(Study text Opens)
By Dovid Efune
For the third time in under a week, Democratic presidential candidate Bernie Sanders has exaggerated the number of civilians killed in Israel’s 50-day conflict with terror-group Hamas in Gaza in the summer of 2014.
Confronted in an interview by CNN‘s Jake Tapper on Sunday morning, Sanders defended his earlier inflated figure of “over 10,000 innocent people” killed in Gaza as an inaccurate recollection in the course of a conversation with The New York Daily Newsthat was quickly corrected after an on-the-spot Google search.
“What I said is, I, am I right on that? I didn’t know what the number was, and the gentleman there… the fellow who was conducting the meeting said let me check it, he looked, Googled it up and the number was I think 2100,” Sanders said. He added that he believes Israel’s use of force in Gaza was “disproportionate.”
In fact, as reported by The Times of Israel, the UN’s Office for the Coordination of Humanitarian Affairs (OCHA) puts the Gaza civilian death toll in the 2014 war at 1,423, while Gaza’s terrorist rulers Hamas cite a similar number of 1,462.
(Study text Closes)
(Listed records Opens)
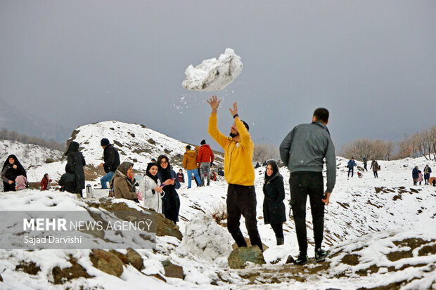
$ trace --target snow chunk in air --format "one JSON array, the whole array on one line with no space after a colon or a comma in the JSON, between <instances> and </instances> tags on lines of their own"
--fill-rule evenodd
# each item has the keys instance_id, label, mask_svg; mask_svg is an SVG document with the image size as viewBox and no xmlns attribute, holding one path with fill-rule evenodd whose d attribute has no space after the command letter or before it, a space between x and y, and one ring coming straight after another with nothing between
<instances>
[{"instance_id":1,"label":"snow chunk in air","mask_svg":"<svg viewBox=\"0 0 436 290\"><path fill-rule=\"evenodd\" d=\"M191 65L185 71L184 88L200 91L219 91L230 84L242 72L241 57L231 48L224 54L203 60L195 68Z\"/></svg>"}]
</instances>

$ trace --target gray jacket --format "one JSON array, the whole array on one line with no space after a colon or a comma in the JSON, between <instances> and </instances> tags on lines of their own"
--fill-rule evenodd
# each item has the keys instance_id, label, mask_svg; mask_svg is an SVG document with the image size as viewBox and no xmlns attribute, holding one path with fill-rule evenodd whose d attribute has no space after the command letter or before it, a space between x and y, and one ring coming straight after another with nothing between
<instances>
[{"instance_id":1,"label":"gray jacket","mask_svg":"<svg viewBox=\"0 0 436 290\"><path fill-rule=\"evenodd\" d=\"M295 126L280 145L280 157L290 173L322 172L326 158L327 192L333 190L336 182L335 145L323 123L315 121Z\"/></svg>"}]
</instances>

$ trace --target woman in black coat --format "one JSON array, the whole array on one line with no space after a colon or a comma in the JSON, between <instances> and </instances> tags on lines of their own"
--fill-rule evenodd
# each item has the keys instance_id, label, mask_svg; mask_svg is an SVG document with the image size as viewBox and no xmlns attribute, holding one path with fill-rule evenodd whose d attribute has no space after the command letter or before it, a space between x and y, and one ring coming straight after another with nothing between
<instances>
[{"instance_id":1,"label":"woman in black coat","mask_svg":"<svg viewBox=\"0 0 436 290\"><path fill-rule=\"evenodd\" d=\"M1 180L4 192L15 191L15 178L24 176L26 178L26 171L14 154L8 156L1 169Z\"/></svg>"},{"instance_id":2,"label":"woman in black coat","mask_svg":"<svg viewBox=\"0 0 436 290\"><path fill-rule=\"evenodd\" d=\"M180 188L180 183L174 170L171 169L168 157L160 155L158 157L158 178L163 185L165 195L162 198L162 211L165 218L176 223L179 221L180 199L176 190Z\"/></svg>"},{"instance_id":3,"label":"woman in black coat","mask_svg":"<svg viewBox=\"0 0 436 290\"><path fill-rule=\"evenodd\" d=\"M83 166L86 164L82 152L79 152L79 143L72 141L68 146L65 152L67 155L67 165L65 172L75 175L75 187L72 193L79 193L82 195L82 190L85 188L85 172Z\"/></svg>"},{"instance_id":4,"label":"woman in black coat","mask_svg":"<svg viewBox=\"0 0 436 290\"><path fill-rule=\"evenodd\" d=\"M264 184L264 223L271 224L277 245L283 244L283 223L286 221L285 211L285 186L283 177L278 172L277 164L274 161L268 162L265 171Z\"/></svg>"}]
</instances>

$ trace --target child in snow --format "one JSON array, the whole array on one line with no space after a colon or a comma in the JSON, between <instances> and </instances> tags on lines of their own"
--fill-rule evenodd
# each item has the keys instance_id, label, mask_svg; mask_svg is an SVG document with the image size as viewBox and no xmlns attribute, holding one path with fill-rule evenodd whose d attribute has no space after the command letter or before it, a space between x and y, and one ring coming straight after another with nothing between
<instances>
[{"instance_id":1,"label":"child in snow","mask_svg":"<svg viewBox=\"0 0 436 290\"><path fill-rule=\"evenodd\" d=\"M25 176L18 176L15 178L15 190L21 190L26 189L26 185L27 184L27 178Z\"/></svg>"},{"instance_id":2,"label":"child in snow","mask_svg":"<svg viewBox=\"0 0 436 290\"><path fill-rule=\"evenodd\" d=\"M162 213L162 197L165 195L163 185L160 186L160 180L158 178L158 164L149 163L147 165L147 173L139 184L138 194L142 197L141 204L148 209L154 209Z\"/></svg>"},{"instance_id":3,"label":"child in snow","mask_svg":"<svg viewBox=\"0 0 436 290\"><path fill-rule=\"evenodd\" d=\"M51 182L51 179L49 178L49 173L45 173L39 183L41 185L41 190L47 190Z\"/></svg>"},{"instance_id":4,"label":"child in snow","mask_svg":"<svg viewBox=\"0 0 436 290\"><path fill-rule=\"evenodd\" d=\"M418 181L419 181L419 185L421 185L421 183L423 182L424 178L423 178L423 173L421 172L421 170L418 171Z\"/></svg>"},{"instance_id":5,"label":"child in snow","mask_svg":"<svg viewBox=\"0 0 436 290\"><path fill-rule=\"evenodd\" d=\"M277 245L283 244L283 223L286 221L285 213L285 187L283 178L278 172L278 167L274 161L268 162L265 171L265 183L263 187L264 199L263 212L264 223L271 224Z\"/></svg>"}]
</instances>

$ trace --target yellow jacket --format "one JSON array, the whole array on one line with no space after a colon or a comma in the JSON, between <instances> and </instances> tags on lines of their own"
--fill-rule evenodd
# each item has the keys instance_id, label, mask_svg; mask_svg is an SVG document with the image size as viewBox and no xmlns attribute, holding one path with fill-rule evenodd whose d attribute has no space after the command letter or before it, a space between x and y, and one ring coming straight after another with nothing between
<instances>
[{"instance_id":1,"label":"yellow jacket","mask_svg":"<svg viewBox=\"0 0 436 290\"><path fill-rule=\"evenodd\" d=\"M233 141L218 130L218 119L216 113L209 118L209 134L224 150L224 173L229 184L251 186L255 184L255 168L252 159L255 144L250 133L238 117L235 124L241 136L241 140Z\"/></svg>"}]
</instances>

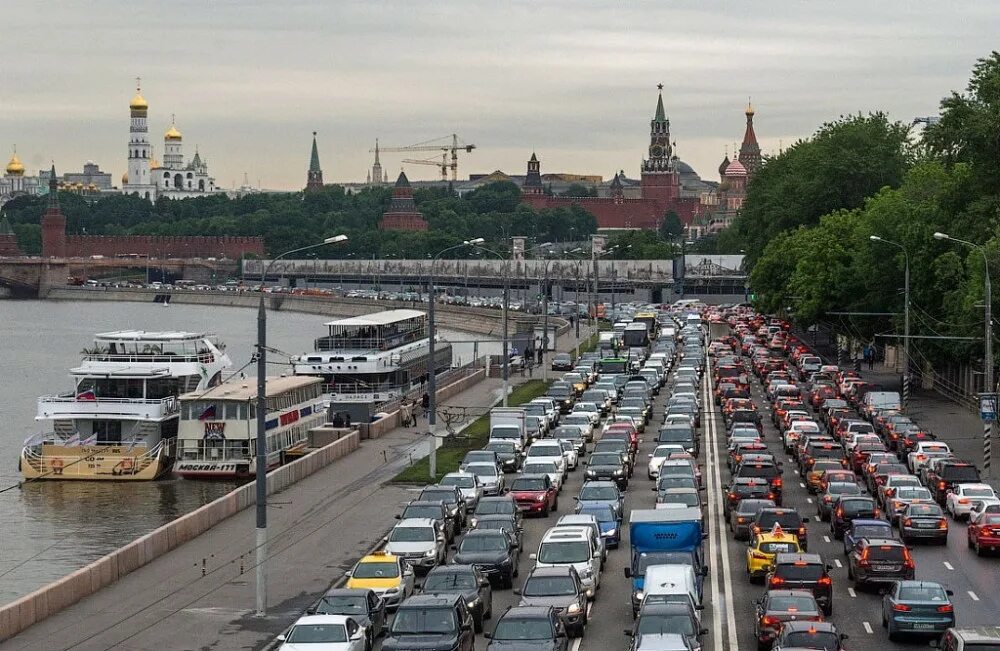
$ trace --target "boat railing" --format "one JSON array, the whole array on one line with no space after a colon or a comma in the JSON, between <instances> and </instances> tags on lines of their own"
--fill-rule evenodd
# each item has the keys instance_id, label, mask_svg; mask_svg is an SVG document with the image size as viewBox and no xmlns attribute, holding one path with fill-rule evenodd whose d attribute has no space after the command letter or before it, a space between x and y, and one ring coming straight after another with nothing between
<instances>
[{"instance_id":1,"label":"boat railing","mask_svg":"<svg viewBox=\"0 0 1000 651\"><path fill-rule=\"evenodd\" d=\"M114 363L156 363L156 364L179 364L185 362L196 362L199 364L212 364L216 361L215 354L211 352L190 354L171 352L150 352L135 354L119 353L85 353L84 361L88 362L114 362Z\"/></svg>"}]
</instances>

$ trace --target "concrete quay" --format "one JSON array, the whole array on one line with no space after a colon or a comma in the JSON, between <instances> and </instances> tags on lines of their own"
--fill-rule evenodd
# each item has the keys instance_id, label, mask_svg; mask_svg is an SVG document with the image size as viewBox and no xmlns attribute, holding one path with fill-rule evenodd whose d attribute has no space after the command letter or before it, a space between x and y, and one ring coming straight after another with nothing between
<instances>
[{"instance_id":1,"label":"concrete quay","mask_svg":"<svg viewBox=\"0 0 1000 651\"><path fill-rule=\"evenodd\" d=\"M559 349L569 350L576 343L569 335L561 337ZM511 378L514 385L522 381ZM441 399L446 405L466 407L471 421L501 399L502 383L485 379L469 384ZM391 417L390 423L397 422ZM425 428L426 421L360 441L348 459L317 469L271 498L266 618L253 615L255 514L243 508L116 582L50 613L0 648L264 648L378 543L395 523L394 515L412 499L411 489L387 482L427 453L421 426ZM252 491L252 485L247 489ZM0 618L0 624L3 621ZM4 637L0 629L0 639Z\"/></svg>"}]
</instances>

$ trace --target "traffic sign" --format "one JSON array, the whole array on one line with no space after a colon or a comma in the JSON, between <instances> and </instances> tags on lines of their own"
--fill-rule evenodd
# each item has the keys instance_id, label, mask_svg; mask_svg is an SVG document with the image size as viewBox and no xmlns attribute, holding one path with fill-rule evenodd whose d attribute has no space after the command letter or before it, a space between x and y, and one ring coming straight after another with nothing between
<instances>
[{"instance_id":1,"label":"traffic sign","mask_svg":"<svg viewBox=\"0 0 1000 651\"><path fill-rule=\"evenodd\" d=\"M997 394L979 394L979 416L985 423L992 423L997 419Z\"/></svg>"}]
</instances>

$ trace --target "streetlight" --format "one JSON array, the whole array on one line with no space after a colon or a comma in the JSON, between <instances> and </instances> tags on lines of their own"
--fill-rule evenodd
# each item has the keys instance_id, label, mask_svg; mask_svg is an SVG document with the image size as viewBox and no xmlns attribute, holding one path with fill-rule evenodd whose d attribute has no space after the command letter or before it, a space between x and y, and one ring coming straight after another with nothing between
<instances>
(Listed records Closes)
Pick up the article on Bernie Sanders and the Gaza civilian death toll right after its final sentence and carry it forward.

The UN numbers themselves are vociferously disputed by Israel-based research groups. An in-depth report, titled “Gazan Casualties: How Many and Who They Were,” published by the Israeli think tank the Jerusalem Center for Public Affairs noted in part:
On December 1, 2014, the Meir Amit Intelligence and Terrorism Information Center reported on its detailed, name-by-name analysis of 1,598 Palestinian fatalities in Operation Protective Edge that amounted to 75 percent of those who were killed. Of the fatalities who could be identified, about 45 percent were non-combatants, while 55 percent were combatants – nowhere near the levels of civilian losses that were discussed in the media.
Sanders’ initial claim, made on Monday in the now infamous interview with the editorial board of the Daily News, was widely panned by Israeli politicians, as well as major Jewish groups in the United States.
The Anti-Defamation League (ADL) blasted the Democratic presidential hopeful for his “misstatements regarding the 2014 conflict between Israel and the terrorist group Hamas.”
In a statement released on Thursday, ADL CEO Jonathan A. Greenblatt asserted: “Even the highest number of casualties claimed by Palestinian sources that include Hamas members engaged in attacking Israel is five times less than the number cited by Bernie Sanders. As Mr. Sanders publicly discusses his approach to key US foreign policy priorities, including Israeli-Palestinian negotiations, accuracy and accountability are essential for the voting public, but also for US credibility in the international community.”
In an interview with The Algemeiner, Rabbi Abraham Cooper, associate dean of the Simon Wiesenthal Center, called on Sanders to “immediately acknowledge that he made a huge error and apologize to the people of Israel.”
B’nai B’rith International Executive Vice President Daniel S. Mariaschin was equally harsh in his criticism of the candidate.
“It appears that Sanders has accepted the Palestinian narrative on the Gaza war whole cloth,” he told The Algemeiner.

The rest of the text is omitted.